PROMPT 1
Repeat the walkie-talkie thread's passage that opens with the words containing "Coverage - A" and closes with "lieperjp (Apr 25, 2008)", swapping "Battery" for "Power".
PROMPT 2
Write the next part of the walkie-talkie thread, picking up after its last sentence.

# 2 Way Radios/Walkie Talkies



## erosing (Apr 25, 2008)

Hey guys, I was wondering if anyone had some recommendations for 2 Way Radios/Walkie Talkies in the sub $100 total range. I need 2, but I'd love three or four .


----------



## mnfreelancer (Apr 25, 2008)

What are your goals with them (coverage area, size, battery etc.) Also sub $100 each or for the set. If you go with FRS don't expect too much - with communications gear you get what you pay for...


----------



## Grog12 (Apr 25, 2008)

Motorolla talk-abouts are the best cheap 2-ways I know of.

Please make sure you use the search function of this forum on 2 way radios if you intend on using them for *anything* but personal use.


----------



## erosing (Apr 25, 2008)

Coverage - A few miles max, mostly within 1.
Size - not a big factor.
Battery - Recharge pack is not preffered but I'll learn to live with it.
GMRS - Would be nice to have the option should I need to go that way eventually, but not mandatory.

I already checked the other threads for the liscencing info and usage limitations and what not, but these are mostly for personal use.


----------



## lieperjp (Apr 25, 2008)

We use the motorola talkabouts with headsets frequently - just make sure you can turn the VOX off - we just (inadvertently) bought some with VOX permanently on, and during choreography practice they just didn't work because the loud music turned them to "transmit" and we couldn't get the to turn off.


----------



## avkid (Apr 25, 2008)

If you buy anything with a rechargeable battery pack be prepared to replace them in about a year.
-
I own (10) Uniden two way radios, all the same model.
I paid around $275 for them total.(good online clearance deals)
-
I get a decent amount of use out of them, but I am now faced with the dilemma of either replacing the battery packs to the tune of $200 or buying new.

RECORD SET

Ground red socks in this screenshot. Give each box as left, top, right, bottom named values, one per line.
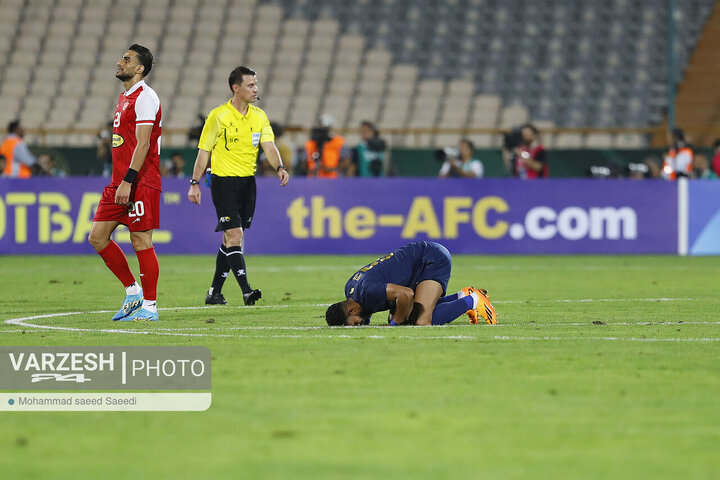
left=98, top=240, right=136, bottom=287
left=137, top=247, right=160, bottom=301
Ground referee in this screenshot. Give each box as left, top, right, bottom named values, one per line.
left=188, top=67, right=290, bottom=305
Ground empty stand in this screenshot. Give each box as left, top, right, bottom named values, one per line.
left=0, top=0, right=715, bottom=147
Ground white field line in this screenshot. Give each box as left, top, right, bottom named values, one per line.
left=0, top=297, right=720, bottom=342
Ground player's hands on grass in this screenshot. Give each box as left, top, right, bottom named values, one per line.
left=188, top=185, right=201, bottom=205
left=115, top=180, right=132, bottom=205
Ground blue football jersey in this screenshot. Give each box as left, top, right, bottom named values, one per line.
left=345, top=242, right=450, bottom=314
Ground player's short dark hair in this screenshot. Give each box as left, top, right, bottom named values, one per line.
left=460, top=138, right=475, bottom=152
left=520, top=123, right=540, bottom=135
left=670, top=127, right=685, bottom=142
left=325, top=302, right=347, bottom=327
left=360, top=120, right=380, bottom=137
left=228, top=65, right=257, bottom=92
left=8, top=119, right=20, bottom=133
left=128, top=43, right=154, bottom=77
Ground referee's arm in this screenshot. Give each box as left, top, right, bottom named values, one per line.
left=188, top=148, right=210, bottom=205
left=262, top=142, right=290, bottom=187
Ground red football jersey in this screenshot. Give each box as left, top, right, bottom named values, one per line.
left=110, top=80, right=162, bottom=190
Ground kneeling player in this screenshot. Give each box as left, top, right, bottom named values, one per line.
left=325, top=242, right=497, bottom=326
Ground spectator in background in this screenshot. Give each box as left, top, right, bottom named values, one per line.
left=161, top=150, right=185, bottom=178
left=712, top=138, right=720, bottom=177
left=353, top=120, right=387, bottom=177
left=33, top=153, right=67, bottom=178
left=257, top=122, right=295, bottom=177
left=643, top=156, right=662, bottom=179
left=503, top=123, right=548, bottom=179
left=0, top=120, right=37, bottom=178
left=305, top=113, right=355, bottom=178
left=440, top=138, right=484, bottom=178
left=662, top=127, right=695, bottom=180
left=693, top=155, right=717, bottom=180
left=627, top=163, right=650, bottom=180
left=95, top=122, right=113, bottom=178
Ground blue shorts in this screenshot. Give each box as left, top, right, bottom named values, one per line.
left=412, top=242, right=452, bottom=296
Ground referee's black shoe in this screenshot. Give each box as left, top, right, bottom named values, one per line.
left=243, top=290, right=262, bottom=305
left=205, top=292, right=227, bottom=305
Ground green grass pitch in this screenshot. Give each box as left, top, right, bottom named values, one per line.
left=0, top=252, right=720, bottom=479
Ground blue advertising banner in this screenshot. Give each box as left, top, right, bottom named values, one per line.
left=0, top=178, right=678, bottom=254
left=688, top=180, right=720, bottom=255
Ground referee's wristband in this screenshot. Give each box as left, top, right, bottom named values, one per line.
left=123, top=168, right=137, bottom=184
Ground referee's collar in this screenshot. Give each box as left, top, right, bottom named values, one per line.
left=225, top=98, right=258, bottom=118
left=125, top=80, right=145, bottom=97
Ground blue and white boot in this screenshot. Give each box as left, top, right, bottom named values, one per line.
left=113, top=290, right=143, bottom=322
left=120, top=308, right=160, bottom=322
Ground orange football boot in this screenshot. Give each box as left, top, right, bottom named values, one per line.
left=462, top=287, right=497, bottom=325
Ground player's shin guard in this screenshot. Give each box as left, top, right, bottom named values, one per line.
left=135, top=247, right=160, bottom=302
left=226, top=247, right=252, bottom=293
left=211, top=245, right=230, bottom=293
left=432, top=297, right=473, bottom=325
left=98, top=240, right=135, bottom=287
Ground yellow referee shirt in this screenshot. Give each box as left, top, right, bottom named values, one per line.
left=198, top=100, right=275, bottom=177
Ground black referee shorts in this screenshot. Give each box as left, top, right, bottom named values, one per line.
left=210, top=175, right=257, bottom=232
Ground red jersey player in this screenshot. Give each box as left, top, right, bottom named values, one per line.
left=88, top=44, right=162, bottom=321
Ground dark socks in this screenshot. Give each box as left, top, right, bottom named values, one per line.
left=226, top=247, right=252, bottom=293
left=211, top=245, right=230, bottom=293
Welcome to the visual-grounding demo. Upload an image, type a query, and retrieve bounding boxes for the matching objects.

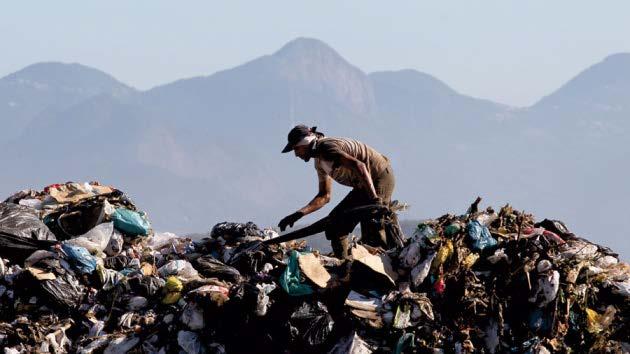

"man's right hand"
[278,211,304,231]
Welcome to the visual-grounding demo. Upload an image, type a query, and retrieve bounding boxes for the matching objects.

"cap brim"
[282,143,293,154]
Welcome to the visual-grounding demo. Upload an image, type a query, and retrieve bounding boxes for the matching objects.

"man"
[278,125,395,259]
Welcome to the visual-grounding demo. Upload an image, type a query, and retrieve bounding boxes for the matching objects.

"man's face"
[293,145,311,162]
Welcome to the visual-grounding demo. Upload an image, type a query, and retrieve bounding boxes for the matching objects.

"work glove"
[278,211,304,231]
[367,197,383,205]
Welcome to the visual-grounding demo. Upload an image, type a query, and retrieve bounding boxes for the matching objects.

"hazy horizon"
[0,1,630,107]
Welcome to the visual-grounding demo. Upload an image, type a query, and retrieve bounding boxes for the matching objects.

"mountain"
[530,53,630,139]
[0,38,630,254]
[0,62,135,142]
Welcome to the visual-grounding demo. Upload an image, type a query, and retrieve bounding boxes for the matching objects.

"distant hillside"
[0,38,630,254]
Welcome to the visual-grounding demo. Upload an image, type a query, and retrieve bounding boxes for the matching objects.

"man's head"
[282,125,323,162]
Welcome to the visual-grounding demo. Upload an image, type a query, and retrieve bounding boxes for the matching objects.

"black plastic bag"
[289,301,335,347]
[194,255,241,283]
[0,231,56,263]
[40,274,84,309]
[0,203,57,241]
[210,221,264,240]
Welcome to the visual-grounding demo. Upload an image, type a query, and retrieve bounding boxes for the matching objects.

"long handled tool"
[263,204,389,245]
[236,204,391,258]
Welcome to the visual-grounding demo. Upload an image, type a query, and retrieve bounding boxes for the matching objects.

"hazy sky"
[0,0,630,106]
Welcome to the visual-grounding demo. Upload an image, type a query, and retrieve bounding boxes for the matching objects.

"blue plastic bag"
[61,244,96,274]
[466,220,497,251]
[280,250,313,296]
[112,208,151,236]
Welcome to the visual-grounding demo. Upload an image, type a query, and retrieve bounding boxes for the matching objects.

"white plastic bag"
[64,222,114,253]
[147,232,179,251]
[158,259,199,281]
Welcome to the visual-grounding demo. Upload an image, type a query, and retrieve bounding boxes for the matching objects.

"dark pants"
[326,166,395,259]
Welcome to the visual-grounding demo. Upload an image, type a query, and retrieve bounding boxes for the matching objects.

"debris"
[0,182,630,354]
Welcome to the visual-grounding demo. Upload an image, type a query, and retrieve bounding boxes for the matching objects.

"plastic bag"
[61,244,96,274]
[103,230,125,257]
[177,331,206,354]
[40,274,84,309]
[103,336,140,354]
[466,220,497,251]
[64,222,114,253]
[398,241,422,268]
[0,203,57,241]
[96,264,125,290]
[411,253,436,288]
[127,296,149,311]
[290,301,335,347]
[195,254,241,283]
[147,232,179,251]
[0,231,56,263]
[181,302,206,331]
[586,305,617,333]
[280,250,313,296]
[158,259,199,281]
[328,332,376,354]
[112,208,151,236]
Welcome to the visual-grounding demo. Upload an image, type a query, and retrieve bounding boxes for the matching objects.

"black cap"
[282,124,315,154]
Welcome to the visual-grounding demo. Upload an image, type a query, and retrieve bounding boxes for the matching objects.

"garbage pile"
[0,182,630,354]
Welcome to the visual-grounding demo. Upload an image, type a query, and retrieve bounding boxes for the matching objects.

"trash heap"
[0,182,630,353]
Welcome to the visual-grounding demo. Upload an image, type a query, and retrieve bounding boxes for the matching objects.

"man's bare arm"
[338,152,378,199]
[298,171,332,215]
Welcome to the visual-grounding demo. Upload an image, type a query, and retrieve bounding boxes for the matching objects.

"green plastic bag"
[280,250,313,296]
[112,208,151,236]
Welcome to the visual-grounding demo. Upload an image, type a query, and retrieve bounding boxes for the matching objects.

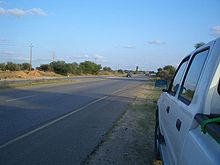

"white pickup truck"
[155,38,220,165]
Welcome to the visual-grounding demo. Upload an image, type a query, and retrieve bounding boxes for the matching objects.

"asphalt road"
[0,77,146,165]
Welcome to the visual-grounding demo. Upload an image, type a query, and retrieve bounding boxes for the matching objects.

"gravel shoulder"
[85,81,162,165]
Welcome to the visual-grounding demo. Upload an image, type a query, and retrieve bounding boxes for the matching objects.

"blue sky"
[0,0,220,70]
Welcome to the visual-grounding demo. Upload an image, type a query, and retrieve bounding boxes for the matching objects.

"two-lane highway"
[0,77,146,165]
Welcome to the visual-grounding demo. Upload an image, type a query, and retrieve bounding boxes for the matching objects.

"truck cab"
[155,38,220,165]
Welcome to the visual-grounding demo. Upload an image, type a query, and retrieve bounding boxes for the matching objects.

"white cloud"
[0,38,8,44]
[27,8,47,16]
[211,26,220,37]
[147,40,166,45]
[0,1,5,5]
[0,8,47,17]
[92,54,104,60]
[123,45,135,49]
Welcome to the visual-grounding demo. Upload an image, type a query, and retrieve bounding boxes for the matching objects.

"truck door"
[169,49,209,164]
[160,56,189,164]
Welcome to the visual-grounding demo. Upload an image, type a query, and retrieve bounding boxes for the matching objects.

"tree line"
[0,61,108,75]
[36,61,102,75]
[0,62,30,71]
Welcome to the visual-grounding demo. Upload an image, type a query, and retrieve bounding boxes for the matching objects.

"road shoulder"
[86,82,161,165]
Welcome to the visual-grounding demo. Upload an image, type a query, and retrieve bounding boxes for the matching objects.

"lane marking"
[0,88,124,149]
[5,95,37,102]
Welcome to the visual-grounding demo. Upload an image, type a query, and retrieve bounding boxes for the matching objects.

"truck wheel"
[154,118,161,159]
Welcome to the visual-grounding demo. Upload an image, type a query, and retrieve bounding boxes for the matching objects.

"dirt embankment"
[85,83,162,165]
[0,70,60,79]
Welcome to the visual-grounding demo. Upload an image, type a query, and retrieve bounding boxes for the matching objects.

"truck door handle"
[176,119,182,131]
[166,106,170,113]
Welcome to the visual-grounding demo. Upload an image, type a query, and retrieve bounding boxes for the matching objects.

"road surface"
[0,77,146,165]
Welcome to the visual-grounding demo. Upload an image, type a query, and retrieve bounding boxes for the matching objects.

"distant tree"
[37,64,52,71]
[67,62,80,74]
[156,65,176,81]
[194,42,205,49]
[103,66,112,72]
[79,61,102,74]
[5,62,21,71]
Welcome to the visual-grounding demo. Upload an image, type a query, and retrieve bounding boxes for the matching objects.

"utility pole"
[30,43,33,71]
[52,52,56,61]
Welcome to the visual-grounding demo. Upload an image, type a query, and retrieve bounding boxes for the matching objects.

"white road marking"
[0,88,126,149]
[5,95,37,102]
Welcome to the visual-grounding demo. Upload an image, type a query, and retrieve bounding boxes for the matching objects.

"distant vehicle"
[126,72,132,77]
[155,38,220,165]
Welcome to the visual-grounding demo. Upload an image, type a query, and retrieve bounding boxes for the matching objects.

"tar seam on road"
[0,88,127,149]
[5,95,37,102]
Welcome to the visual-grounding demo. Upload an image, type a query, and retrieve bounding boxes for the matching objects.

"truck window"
[169,57,189,95]
[179,49,209,105]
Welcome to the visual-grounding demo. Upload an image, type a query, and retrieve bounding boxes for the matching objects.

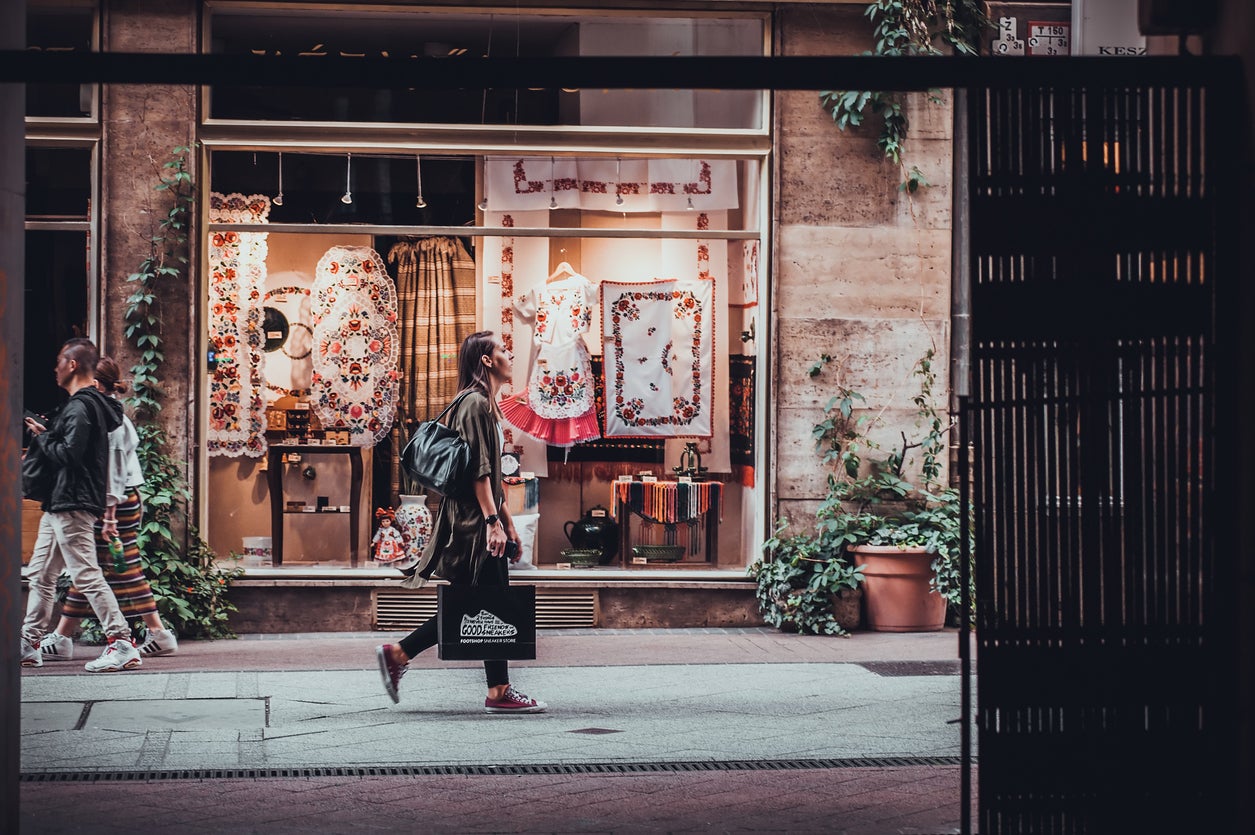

RESULT 1
Coverage - A few miles max, mostly within 1.
Size - not a big factor.
Power - Recharge pack is not preffered but I'll learn to live with it.
GMRS - Would be nice to have the option should I need to go that way eventually, but not mandatory.

I already checked the other threads for the liscencing info and usage limitations and what not, but these are mostly for personal use.


----------



## lieperjp (Apr 25, 2008)

RESULT 2
It's not a fun place to be.


----------



## erosing (Apr 25, 2008)

Just an Update, I bought 2 Talkabout t9500xlr 2way radios, FRS/GMRS, both alkaline and recharge pack acceptable.


----------



## mbenonis (Apr 25, 2008)

Please remember that you cannot legally use the GMRS frequencies without a GMRS license - and GMRS is not legal to use for business use, only communication between members of an immediate family or other licensed GMRS users. You can, however, use the FRS frequencies, although you have to use low power for them (maximum 500 mW of power).


----------



## avkid (Apr 25, 2008)

Note that I did not specify bands.


----------



## mbenonis (Apr 26, 2008)

My last comment was directed at Arez.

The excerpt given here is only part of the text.